## OBJECTIVE
Output the lines of the records from the one containing "point: cobblestone pavement, one" through the last, both ends included. Leave pictures out.

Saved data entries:

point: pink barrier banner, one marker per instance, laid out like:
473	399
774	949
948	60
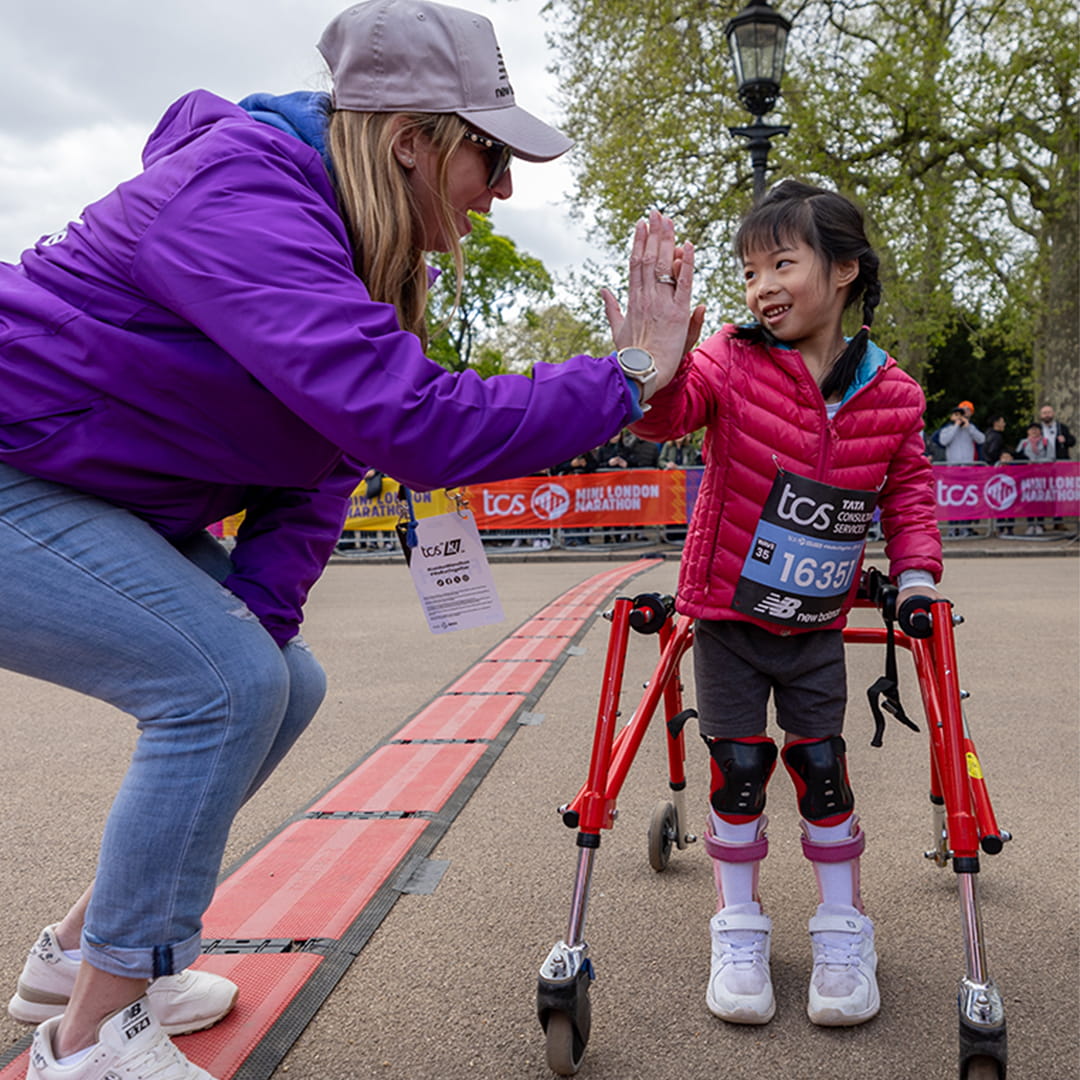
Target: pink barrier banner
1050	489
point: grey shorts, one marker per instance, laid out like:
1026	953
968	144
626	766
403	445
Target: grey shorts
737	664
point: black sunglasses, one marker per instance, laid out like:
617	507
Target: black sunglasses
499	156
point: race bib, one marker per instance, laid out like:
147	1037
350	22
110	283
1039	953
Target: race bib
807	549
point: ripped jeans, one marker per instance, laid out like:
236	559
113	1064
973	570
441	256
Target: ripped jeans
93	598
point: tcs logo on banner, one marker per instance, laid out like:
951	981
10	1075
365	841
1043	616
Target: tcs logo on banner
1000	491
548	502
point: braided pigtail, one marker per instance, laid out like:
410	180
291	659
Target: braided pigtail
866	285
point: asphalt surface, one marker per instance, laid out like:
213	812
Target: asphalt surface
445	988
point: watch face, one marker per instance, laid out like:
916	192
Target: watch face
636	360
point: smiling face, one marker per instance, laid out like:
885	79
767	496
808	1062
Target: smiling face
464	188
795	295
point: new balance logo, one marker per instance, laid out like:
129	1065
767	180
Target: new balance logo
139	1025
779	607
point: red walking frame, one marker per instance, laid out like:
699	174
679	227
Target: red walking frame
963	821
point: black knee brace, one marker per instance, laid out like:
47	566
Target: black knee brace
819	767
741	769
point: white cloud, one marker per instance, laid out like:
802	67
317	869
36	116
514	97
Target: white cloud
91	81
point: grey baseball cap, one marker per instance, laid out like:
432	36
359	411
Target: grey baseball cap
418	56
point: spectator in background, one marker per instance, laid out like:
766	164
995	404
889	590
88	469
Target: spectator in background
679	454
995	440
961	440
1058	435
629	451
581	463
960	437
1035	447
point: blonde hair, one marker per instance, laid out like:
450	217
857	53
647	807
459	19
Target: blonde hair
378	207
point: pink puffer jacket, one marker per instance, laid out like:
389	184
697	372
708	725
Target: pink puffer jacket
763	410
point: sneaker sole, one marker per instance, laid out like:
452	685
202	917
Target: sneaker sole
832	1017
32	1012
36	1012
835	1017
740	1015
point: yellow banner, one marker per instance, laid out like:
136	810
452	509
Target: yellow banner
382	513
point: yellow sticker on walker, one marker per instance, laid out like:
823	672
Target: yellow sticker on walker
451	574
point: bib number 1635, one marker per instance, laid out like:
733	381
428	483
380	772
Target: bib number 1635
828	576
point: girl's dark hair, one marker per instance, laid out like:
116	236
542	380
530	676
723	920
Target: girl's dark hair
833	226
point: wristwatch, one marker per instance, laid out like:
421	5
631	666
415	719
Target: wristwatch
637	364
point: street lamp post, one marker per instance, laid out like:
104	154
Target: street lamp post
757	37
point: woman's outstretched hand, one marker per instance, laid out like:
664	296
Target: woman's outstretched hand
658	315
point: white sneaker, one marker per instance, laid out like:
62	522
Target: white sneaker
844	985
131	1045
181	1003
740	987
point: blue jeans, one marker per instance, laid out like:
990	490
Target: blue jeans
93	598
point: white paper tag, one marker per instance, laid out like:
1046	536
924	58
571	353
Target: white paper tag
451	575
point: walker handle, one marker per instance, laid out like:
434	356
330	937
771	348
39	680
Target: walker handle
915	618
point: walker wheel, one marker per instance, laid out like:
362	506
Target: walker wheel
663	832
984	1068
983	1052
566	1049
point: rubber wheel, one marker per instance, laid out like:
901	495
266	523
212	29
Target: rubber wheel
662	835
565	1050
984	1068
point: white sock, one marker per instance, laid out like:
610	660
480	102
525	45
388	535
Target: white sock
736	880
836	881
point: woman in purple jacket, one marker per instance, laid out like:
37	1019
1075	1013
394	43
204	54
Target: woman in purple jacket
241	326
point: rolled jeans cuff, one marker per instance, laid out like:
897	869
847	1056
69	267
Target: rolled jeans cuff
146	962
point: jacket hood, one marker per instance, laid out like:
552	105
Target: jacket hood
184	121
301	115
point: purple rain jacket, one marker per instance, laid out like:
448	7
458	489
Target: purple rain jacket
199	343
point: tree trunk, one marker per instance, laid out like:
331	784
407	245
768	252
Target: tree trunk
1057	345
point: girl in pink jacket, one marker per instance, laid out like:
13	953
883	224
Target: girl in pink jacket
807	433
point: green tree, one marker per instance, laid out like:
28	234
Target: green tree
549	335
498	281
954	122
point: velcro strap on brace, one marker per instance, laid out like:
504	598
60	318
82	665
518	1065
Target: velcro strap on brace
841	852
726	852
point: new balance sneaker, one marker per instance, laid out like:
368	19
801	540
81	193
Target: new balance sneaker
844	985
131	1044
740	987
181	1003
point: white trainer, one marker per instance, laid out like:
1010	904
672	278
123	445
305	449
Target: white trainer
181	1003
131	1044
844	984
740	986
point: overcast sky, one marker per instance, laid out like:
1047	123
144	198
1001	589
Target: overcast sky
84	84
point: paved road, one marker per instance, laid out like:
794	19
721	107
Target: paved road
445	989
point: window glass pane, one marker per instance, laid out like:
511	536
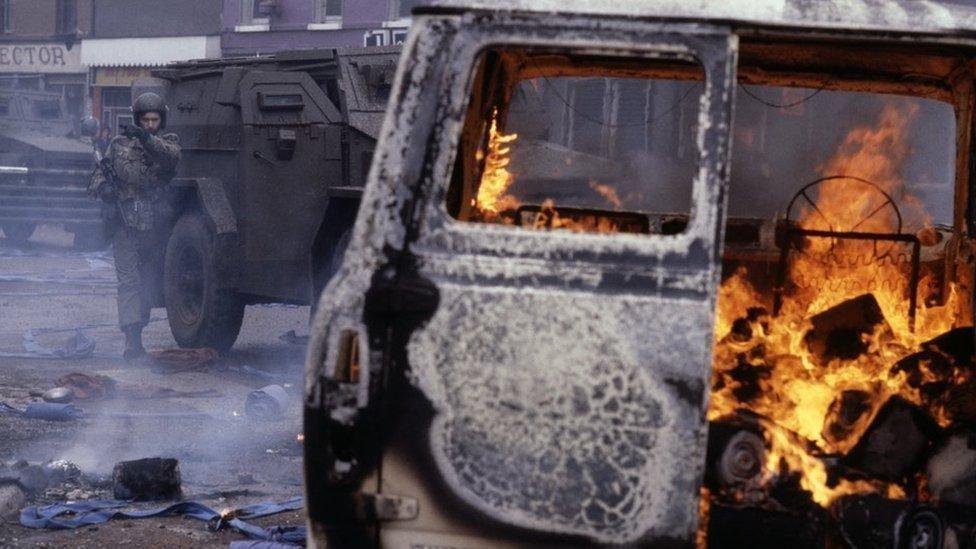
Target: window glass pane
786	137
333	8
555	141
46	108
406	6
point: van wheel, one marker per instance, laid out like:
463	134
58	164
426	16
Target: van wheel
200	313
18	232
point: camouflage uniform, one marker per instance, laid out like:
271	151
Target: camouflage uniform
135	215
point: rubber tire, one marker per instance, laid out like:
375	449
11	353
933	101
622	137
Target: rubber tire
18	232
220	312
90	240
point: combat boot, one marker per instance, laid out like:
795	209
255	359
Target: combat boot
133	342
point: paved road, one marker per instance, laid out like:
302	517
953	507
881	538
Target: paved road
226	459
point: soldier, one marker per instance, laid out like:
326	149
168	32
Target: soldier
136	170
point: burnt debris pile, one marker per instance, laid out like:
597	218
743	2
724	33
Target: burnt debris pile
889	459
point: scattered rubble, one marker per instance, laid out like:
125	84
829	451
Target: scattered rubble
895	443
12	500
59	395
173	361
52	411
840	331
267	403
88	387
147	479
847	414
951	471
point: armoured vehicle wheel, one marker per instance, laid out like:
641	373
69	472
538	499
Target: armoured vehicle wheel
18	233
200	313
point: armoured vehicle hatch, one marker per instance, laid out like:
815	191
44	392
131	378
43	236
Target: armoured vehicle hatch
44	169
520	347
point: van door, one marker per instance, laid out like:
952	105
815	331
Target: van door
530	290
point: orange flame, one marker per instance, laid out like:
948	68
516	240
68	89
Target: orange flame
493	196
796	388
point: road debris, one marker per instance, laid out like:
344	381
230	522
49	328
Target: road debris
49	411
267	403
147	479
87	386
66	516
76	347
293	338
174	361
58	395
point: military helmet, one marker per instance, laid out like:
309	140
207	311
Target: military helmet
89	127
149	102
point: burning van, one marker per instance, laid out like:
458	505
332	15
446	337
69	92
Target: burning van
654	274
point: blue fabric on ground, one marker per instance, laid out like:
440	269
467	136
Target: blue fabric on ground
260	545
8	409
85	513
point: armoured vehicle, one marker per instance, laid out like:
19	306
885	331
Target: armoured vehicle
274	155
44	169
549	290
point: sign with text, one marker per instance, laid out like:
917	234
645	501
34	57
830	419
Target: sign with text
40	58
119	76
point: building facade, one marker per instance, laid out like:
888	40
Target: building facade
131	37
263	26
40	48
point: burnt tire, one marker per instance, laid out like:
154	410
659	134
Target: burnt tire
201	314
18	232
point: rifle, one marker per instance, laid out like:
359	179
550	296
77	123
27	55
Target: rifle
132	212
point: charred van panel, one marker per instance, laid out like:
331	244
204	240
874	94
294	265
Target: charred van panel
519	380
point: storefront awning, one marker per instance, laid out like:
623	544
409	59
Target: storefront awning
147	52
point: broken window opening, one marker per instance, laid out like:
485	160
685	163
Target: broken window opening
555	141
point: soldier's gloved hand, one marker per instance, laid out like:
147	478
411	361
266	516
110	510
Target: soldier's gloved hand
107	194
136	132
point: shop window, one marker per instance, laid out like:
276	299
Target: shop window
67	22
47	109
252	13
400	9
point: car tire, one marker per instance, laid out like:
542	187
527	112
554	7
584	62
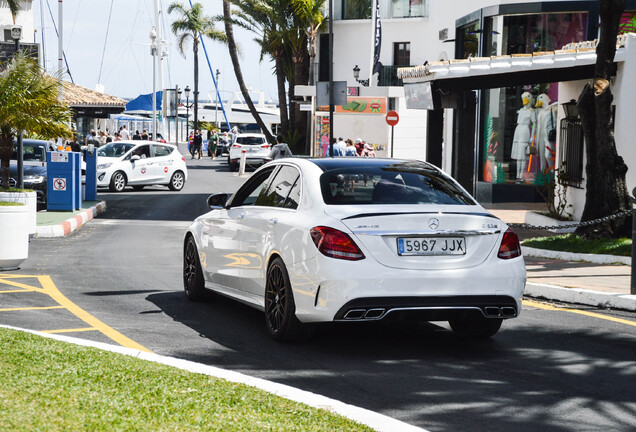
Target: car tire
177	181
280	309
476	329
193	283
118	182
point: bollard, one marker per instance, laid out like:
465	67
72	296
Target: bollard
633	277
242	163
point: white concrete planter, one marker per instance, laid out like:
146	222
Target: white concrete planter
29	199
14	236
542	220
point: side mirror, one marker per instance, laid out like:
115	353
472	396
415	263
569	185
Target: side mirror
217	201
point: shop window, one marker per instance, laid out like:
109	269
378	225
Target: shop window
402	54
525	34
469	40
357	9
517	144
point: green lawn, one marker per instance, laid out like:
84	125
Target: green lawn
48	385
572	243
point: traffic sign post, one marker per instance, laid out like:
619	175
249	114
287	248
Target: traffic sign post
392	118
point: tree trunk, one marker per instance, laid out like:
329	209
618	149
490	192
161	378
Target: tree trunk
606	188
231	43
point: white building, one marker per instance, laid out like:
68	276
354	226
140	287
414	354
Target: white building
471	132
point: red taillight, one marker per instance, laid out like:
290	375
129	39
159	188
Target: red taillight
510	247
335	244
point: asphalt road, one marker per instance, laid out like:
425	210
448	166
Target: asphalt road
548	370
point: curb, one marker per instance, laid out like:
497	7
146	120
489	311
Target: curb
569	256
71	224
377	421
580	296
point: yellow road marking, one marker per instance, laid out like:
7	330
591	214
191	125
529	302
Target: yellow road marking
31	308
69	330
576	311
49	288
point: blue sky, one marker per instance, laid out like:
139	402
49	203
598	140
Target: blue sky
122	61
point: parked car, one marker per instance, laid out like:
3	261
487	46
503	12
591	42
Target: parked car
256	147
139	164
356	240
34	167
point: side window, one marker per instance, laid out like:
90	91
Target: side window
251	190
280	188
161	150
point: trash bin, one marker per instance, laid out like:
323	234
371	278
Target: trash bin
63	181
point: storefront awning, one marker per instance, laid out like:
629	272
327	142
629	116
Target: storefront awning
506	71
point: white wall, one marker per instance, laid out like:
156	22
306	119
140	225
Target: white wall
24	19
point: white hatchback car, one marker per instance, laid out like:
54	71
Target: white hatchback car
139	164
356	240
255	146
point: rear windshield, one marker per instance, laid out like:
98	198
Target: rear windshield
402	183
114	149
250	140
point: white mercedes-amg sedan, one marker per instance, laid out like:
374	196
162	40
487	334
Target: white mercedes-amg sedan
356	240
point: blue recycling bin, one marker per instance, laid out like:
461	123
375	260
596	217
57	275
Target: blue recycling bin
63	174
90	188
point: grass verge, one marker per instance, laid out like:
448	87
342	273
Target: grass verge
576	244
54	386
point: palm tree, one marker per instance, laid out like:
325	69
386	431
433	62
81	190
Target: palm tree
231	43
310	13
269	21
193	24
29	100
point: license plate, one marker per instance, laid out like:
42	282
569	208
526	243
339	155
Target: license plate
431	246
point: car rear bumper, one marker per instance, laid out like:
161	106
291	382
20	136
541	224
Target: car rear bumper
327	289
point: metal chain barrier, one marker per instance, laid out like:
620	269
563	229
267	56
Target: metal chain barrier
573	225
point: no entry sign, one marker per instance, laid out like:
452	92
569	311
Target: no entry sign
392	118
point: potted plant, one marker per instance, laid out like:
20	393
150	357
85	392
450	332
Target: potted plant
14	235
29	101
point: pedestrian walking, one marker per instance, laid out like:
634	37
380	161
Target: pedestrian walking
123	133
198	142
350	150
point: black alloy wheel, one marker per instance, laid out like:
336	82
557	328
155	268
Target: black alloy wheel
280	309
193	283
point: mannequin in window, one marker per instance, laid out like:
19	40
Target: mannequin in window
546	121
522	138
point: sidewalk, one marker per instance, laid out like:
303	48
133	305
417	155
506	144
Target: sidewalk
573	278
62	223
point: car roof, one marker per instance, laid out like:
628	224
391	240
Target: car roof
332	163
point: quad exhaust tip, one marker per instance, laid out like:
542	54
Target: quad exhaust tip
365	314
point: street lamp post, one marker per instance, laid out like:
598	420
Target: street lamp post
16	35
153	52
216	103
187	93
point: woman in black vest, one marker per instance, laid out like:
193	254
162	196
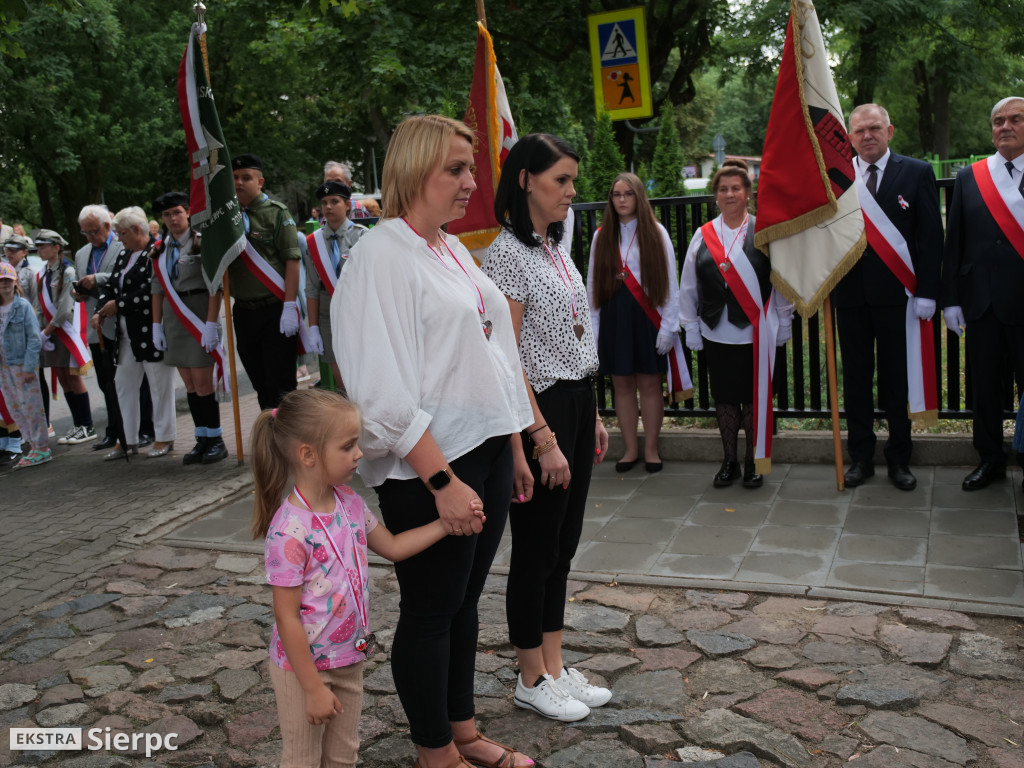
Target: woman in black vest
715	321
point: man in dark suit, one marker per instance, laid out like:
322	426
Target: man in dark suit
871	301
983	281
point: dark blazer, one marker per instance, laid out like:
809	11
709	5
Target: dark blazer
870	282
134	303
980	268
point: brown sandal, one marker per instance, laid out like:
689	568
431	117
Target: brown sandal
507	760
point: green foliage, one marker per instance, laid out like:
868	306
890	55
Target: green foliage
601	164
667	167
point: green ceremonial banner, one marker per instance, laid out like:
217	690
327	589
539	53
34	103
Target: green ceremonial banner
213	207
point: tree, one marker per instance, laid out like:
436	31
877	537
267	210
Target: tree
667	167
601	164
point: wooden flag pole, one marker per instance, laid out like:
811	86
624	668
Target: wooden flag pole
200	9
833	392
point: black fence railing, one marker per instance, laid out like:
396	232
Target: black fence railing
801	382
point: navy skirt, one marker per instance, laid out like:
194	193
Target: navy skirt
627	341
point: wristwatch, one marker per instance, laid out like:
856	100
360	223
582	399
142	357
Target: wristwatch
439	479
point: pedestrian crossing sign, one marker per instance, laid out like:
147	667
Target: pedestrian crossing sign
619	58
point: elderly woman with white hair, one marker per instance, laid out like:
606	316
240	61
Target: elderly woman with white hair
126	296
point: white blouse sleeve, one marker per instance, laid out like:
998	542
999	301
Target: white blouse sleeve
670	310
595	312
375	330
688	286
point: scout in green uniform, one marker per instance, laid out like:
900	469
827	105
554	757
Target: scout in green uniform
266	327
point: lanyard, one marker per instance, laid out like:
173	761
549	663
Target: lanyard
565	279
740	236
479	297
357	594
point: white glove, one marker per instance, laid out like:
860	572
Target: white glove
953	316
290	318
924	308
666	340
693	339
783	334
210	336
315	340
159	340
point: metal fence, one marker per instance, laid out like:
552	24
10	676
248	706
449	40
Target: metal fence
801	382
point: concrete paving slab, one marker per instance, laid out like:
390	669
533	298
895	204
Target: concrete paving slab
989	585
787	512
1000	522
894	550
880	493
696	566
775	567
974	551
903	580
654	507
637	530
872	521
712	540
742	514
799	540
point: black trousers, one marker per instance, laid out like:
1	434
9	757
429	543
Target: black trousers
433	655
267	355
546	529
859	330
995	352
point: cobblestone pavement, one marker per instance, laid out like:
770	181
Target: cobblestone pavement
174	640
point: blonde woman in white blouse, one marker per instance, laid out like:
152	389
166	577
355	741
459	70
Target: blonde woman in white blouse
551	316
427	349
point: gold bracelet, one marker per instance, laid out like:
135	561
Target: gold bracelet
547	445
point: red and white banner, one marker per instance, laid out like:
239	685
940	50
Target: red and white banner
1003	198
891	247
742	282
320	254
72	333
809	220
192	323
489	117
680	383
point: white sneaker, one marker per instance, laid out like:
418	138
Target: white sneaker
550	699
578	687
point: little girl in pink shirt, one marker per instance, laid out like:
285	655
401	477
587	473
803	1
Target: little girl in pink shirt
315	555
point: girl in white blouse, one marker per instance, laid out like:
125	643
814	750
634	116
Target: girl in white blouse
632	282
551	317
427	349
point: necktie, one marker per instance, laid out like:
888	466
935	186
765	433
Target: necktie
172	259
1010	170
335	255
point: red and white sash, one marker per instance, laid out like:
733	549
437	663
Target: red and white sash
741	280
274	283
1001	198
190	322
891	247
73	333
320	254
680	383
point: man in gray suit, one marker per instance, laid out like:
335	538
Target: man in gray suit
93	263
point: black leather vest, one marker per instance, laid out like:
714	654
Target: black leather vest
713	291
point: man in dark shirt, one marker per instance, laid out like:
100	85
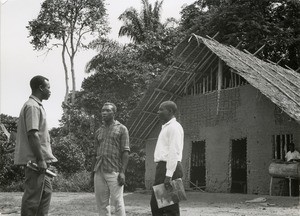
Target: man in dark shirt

## OUTPUT BELOW
point: cobblestone pavement, one marker per instance, laid out like:
770	181
Target: cobblestone pavement
174	640
point: blonde woman in white blouse, one marker per instance, laid out like:
152	389
166	577
355	741
459	70
Target: blonde woman in white blouse
551	316
427	349
point: gold bracelet, one marker per instance, laid out like:
135	561
Target: gold bracelet
547	445
point: red and white banner, one marker per instance, laid out like:
239	685
940	50
Target: red and white banner
1003	198
891	247
742	282
320	254
72	333
809	220
192	323
489	117
680	383
point: white sneaker, one marker per instance, laid out like:
418	138
Target: white sneaker
550	699
578	687
point: little girl in pink shirt, one marker per instance, laid out like:
285	655
401	477
587	473
803	1
Target: little girl in pink shirt
315	555
point: girl in white blouse, one marker per instance, laid out like:
125	643
814	750
634	116
Target: girl in white blouse
632	282
551	317
427	349
point: necktie, one marker per instance, laid out like:
888	466
935	186
765	433
Target: necktie
172	259
1010	170
335	255
point: red and white sash, one marker per instance, laid out like:
733	549
437	663
Target: red and white sash
741	280
274	283
1001	198
190	322
891	247
73	333
320	254
680	383
point: man in gray suit, one marker per instance, laid out like:
335	538
Target: man in gray suit
93	263
point: black leather vest, one marker per instance, laid out like:
714	654
Target: black leather vest
713	291
point: man in dark shirt, one marker per instance, laid out like:
100	85
Target: man in dark shirt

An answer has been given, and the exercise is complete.